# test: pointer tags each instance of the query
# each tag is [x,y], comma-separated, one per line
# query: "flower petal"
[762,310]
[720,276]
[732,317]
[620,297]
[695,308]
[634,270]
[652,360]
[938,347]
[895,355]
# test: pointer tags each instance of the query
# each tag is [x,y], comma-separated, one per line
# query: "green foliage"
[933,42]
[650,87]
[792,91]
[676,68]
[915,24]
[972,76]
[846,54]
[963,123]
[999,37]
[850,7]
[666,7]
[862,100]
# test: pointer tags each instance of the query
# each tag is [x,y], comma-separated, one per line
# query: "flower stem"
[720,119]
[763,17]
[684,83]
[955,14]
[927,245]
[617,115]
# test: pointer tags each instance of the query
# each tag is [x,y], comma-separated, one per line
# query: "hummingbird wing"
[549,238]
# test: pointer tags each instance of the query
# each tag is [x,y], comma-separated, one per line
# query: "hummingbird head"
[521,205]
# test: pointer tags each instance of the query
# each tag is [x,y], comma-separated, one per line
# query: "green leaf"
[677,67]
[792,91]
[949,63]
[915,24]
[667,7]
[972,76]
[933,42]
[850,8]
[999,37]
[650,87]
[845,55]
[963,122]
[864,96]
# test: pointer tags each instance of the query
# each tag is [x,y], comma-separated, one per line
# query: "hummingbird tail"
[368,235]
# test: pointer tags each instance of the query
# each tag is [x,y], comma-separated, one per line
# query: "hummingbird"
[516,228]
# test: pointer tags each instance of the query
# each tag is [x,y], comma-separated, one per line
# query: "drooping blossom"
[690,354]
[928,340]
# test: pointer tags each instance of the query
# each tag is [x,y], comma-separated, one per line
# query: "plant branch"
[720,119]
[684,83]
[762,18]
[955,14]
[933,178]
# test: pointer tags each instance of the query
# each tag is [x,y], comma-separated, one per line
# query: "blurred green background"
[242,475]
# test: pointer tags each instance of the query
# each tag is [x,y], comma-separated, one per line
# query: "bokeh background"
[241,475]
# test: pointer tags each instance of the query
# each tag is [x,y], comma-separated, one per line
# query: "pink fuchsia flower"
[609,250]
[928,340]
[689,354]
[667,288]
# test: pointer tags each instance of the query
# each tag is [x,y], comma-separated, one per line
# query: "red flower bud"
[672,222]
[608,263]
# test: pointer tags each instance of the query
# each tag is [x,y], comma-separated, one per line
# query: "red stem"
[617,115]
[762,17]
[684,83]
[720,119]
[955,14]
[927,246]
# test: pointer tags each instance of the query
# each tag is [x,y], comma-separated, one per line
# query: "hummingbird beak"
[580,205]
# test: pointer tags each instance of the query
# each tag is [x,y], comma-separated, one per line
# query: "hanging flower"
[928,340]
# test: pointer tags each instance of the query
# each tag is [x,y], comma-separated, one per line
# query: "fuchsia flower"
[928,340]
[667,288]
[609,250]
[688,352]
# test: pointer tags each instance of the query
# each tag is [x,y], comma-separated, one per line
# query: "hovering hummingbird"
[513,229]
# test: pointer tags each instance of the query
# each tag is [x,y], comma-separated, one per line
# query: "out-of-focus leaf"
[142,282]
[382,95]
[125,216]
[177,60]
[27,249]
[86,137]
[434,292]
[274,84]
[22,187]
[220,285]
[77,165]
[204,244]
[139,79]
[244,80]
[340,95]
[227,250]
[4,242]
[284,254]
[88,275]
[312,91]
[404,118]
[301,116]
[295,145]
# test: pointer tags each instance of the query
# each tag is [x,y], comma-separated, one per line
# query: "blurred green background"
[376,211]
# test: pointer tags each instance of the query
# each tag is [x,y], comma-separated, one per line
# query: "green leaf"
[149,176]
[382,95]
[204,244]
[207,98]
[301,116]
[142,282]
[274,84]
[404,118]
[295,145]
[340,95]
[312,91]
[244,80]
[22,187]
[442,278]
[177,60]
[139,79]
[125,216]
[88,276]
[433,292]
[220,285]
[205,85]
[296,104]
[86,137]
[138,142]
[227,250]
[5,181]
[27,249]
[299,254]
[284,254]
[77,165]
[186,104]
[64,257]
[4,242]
++++++
Stated goal
Print the records above exactly as they appear.

Expected answer
# test: pointer tags each instance of the query
# each tag is [x,y], comma-separated, one per line
# query: "flower petal"
[762,310]
[720,276]
[732,317]
[620,297]
[695,308]
[634,270]
[652,360]
[938,347]
[895,355]
# test: pointer tags each instance of the query
# each tag is [x,y], comma-separated, one per line
# query: "green foliage"
[933,42]
[650,87]
[792,91]
[676,68]
[915,24]
[972,76]
[846,54]
[963,123]
[999,37]
[850,7]
[666,7]
[862,100]
# test: pointer tags each instance of the query
# each tag is [x,y], comma-separated, one per line
# query: "flower stem"
[720,119]
[763,17]
[684,83]
[955,14]
[927,245]
[617,115]
# test: pointer tags each instance of the query
# each tag is [x,y], comma-separated, one per line
# query: "hummingbird wing"
[549,238]
# test: pointer tags each instance of the query
# each tag is [x,y], comma-separated, one per line
# query: "hummingbird head"
[521,205]
# test: pointer tags each instance of the query
# each tag is [x,y], comma-separated, one per line
# query: "green leaf"
[677,67]
[792,91]
[949,63]
[915,24]
[667,7]
[972,76]
[933,42]
[850,8]
[999,37]
[650,87]
[845,55]
[963,122]
[864,96]
# test: pointer tags each instance of the query
# each tag is [x,y], comma-separated, one per line
# query: "hummingbird tail"
[368,235]
# test: pointer tags each instance of the query
# each tag is [x,y], comma-separated, one per line
# query: "hummingbird"
[516,228]
# test: pointer tags each instance of the query
# each tag is [x,y], comma-separated, one per line
# query: "drooping blossom"
[690,354]
[928,340]
# test: pointer tags each instance of the query
# each tag is [x,y], comma-separated, one per line
# query: "plant branch"
[720,119]
[684,83]
[762,18]
[955,14]
[933,178]
# test: pointer tags each instance of the query
# each tag is [x,y], comma-separated, one per line
# query: "blurred green background"
[242,475]
# test: pointer tags each instance of the query
# each tag is [x,y], comma-separated, one per line
# query: "bokeh background"
[241,475]
# test: pointer tags each instance of the query
# each tag is [x,y], comma-separated, one per line
# query: "pink fuchsia flower"
[609,250]
[928,340]
[689,354]
[667,288]
# test: pointer tags each instance of the query
# each tag is [x,y], comma-separated, one per line
# query: "red flower bud"
[672,222]
[608,263]
# test: pointer tags each instance of the query
# each tag is [x,y], comma-separated, one per line
# query: "red stem"
[617,115]
[762,17]
[684,83]
[720,119]
[955,14]
[927,246]
# test: pointer tags each instance of the query
# each tag is [x,y], comma-separated, one per line
# query: "hummingbird beak"
[580,205]
# test: pointer tags each instance of the query
# each tag is [x,y], comma-separated, one per line
# query: "hanging flower"
[928,340]
# test: pointer tags each instance of the query
# each tag is [x,y], comma-separated, one per line
# query: "fuchsia flower"
[928,340]
[667,288]
[609,250]
[688,352]
# test: pointer tags each instance of the query
# each tag is [x,y], comma-separated, one per line
# query: "hovering hummingbird"
[513,229]
# test: pointer tags each instance of the query
# each tag is [x,y], comma-separated, one per line
# query: "out-of-focus leaf"
[142,282]
[382,95]
[125,216]
[177,60]
[27,249]
[86,137]
[434,292]
[274,84]
[22,187]
[220,285]
[77,165]
[204,244]
[139,79]
[244,80]
[340,95]
[227,250]
[4,242]
[284,254]
[88,275]
[312,91]
[404,118]
[301,116]
[295,145]
# test: pointer tags each instance of the query
# each tag is [x,y], comma-separated, one per line
# query: "blurred green background"
[376,211]
# test: pointer tags each instance of the query
# each tag is [x,y], comma-separated, one per line
# query: "green leaf"
[149,176]
[382,95]
[204,244]
[207,98]
[301,116]
[142,282]
[274,84]
[404,118]
[295,145]
[340,95]
[312,91]
[244,80]
[22,187]
[442,278]
[177,60]
[139,79]
[125,216]
[88,276]
[433,292]
[220,285]
[205,85]
[296,104]
[86,137]
[138,142]
[227,250]
[5,181]
[27,249]
[299,254]
[284,254]
[77,165]
[186,104]
[64,257]
[4,242]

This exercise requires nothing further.